Input material:

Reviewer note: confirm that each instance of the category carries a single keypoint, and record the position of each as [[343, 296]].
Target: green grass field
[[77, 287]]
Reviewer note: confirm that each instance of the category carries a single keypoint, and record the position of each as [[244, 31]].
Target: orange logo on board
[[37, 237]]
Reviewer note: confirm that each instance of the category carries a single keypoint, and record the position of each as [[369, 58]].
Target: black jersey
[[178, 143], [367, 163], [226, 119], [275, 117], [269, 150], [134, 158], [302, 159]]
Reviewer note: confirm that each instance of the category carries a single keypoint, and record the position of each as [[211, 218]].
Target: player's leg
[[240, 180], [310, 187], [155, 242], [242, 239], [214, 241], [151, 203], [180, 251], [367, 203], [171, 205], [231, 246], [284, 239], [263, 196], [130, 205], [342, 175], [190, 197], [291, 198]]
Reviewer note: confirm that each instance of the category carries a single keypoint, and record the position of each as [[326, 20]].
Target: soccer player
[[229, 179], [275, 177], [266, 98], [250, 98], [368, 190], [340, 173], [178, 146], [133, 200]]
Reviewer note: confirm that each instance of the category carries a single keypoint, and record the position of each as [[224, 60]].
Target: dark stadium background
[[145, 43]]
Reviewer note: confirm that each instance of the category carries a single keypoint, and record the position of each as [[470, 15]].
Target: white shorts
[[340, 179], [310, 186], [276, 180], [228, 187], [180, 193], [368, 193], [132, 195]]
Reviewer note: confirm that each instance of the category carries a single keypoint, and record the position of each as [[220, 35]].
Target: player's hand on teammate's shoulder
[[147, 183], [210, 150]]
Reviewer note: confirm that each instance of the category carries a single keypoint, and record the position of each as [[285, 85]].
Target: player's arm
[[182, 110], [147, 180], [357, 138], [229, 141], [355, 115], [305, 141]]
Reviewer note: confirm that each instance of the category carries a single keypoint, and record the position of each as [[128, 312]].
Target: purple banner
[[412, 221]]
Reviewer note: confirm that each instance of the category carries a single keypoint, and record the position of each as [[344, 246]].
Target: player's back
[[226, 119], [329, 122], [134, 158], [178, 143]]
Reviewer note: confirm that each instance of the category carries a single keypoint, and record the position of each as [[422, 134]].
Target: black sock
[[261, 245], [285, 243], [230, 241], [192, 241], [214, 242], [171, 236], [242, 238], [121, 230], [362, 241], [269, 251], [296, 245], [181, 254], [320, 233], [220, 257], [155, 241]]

What you have to do: From the first entry to the last, reproduce everything precisely.

Result of the task:
Reviewer note: confirm that each instance of the category carries a single keypoint, and record the position of each as [[343, 296]].
Target: green grass field
[[77, 287]]
Reviewer note: confirm that each instance of the category carries a single keypoint, and record the position of each as [[244, 31]].
Target: orange logo on board
[[37, 237]]
Reviewer note: confirm that each instance of the category carries a single keypoint, and record the position of each as [[369, 58]].
Target: black jersey
[[178, 143], [367, 163], [226, 119], [275, 117], [269, 150], [134, 158], [302, 159]]
Reviewer note: confirm that each instance of the category carries a single keypoint, and record the position of each as [[211, 218]].
Target: player's leg
[[240, 180], [310, 187], [155, 242], [242, 239], [214, 241], [151, 203], [180, 251], [367, 203], [171, 205], [231, 246], [284, 239], [263, 196], [130, 205], [342, 175], [190, 197], [291, 198]]
Reviewer note: confirm that each instance of the category carries a single keypoint, and record the position of each as [[326, 20]].
Target: soccer player
[[229, 179], [275, 177], [266, 98], [250, 98], [368, 190], [340, 173], [178, 146], [133, 200]]
Reviewer note: confirm that each instance of the category carries a single keypoint, and record the position of each as [[224, 60]].
Target: dark stadium background
[[145, 43]]
Reviewer note: confirm that each instance of the category carries a single keypoint, and record the position of each as [[470, 15]].
Target: white shorts
[[340, 179], [310, 186], [276, 180], [228, 187], [180, 193], [368, 193], [132, 195]]
Reviewer note: confirm that each instance of the category carries a single keypoint, and record the position of each as [[220, 35]].
Target: player's hand on teammate's shoulder
[[147, 183], [210, 150]]
Reviewer note: confirm that each instance of the category carries a single keypoint, and record the position of each as [[285, 85]].
Target: player's arm
[[182, 110], [147, 180], [357, 138], [229, 141], [355, 115], [305, 141]]
Reviewer note: confirm that each instance of the category carries a single keypoint, and record the position of each as [[128, 312]].
Target: purple banner
[[412, 221]]
Reviewer note: confirm that each instance of the category carries a single keypoint, and record the position of each as [[344, 246]].
Target: player's back
[[226, 119], [329, 122], [134, 158], [178, 143]]
Reviewer note: confirm that each instance of the category carries a single keypoint, and record the position of each as [[422, 134]].
Target: black sock
[[261, 245], [285, 243], [230, 241], [192, 241], [214, 242], [171, 236], [242, 238], [121, 230], [362, 241], [269, 251], [296, 245], [181, 254], [320, 233], [220, 257], [155, 241]]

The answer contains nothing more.